* Excerpt provided:
|---|
Karen BingleyClaresholm, Canada
30 July 2025

Every week, more people reach out to say the same thing:
“I never knew. I never agreed. I never imagined my pension could be taken like this.”

It’s time to expose the truth.

Our CPP Disability (CPPD) pensions—earned through years of contributions—are being diverted to private insurance companies through secret agreements made under Section 65(3) of the Canada Pension Plan.

 
I became severely disabled after a brain injury. I paid premiums for wage replacement insurance. I contributed to CPP. I did everything right.
But when I needed help, I discovered my insurer had made a backroom agreement with the federal Minister of Social Development—without my knowledge, consent, or legal authority.
My pension—built from my own contributions, meant to help me live with my impairments—was claimed by an insurer already paid through premiums. They double dip and become enriched, while I struggle without accommodations.
|---|
* Listed records:
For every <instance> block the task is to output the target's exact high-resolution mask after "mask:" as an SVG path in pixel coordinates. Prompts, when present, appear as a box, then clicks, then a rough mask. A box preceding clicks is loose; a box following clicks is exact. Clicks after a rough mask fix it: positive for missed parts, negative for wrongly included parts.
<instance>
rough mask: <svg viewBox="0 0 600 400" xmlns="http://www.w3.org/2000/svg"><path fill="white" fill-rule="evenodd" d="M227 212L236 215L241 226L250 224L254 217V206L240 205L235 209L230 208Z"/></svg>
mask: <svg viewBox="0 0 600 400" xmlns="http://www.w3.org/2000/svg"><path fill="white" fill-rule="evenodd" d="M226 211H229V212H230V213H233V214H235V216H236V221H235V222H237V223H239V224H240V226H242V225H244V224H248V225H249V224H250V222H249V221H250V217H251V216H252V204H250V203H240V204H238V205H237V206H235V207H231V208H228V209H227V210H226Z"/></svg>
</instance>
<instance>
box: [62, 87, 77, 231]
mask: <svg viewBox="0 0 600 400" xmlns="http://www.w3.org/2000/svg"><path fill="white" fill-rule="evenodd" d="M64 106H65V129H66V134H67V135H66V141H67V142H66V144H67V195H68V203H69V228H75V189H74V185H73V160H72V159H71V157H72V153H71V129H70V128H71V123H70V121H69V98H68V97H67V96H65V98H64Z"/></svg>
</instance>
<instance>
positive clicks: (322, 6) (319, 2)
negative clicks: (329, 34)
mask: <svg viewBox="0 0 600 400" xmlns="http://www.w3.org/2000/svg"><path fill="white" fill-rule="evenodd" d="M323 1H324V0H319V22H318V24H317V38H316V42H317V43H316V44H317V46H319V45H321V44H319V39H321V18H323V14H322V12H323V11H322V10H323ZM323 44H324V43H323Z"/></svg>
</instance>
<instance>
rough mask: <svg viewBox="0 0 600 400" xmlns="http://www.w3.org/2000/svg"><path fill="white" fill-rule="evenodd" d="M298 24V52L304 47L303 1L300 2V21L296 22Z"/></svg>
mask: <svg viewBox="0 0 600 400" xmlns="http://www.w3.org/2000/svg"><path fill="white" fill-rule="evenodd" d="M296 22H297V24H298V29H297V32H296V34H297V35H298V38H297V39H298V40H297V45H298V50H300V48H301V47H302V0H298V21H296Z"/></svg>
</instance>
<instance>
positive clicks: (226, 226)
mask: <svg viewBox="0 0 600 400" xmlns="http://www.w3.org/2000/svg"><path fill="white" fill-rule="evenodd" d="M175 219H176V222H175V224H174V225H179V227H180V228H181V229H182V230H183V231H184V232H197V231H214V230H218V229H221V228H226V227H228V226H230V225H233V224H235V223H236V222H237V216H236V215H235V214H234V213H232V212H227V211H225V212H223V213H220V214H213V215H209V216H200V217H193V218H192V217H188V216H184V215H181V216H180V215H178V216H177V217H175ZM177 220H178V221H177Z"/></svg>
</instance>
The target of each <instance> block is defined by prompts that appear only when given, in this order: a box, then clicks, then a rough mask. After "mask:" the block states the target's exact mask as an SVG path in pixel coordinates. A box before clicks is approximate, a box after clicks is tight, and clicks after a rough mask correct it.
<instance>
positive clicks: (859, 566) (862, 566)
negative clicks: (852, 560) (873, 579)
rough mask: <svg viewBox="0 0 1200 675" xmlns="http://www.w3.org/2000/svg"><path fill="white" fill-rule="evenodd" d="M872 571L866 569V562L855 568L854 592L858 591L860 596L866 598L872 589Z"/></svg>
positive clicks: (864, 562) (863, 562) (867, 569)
|---|
* Problem set:
[1] In the letter about CPP Disability pensions, which section of the Canada Pension Plan allows the agreements that divert these pensions to private insurers?
[2] Write the next part of the letter about CPP Disability pensions, picking up after its last sentence.

* Answers for each item:
[1] Section 65(3)

[2]
 
This isn’t a one-off. It’s a coordinated strategy.

In 2003, the insurance lobby (CLHIA) pushed to access CPPD as a cost-saving measure. Section 65(3)—originally intended for income-tested provincial welfare programs—was left dangerously vague. And insurers rushed in. 

They call it “integration.”
But there’s no law that permits private companies to seize a public pension without consent.
There’s no definition in the Act.
No oversight. No recourse.
I was never informed that my contributions could be used to benefit private insurers.

 
This system leaves severely disabled Canadians without support, dignity, or protection.

In my case, the insurer stripped away all means to accommodate my disabilities.
For nearly a decade, I’ve lived with part of my skull removed, leaking spinal fluid, and no accommodations, no support, and no explanation.

And I’m not alone.

I’ve confirmed that at least 39 insurers have signed secret agreements with the Minister. These are not isolated contracts—they represent a systematic privatization of our public pensions.

If disabled people are the low-hanging fruit, will retirement pensions be next? Will CPP be "intregrated" into work employment pensions.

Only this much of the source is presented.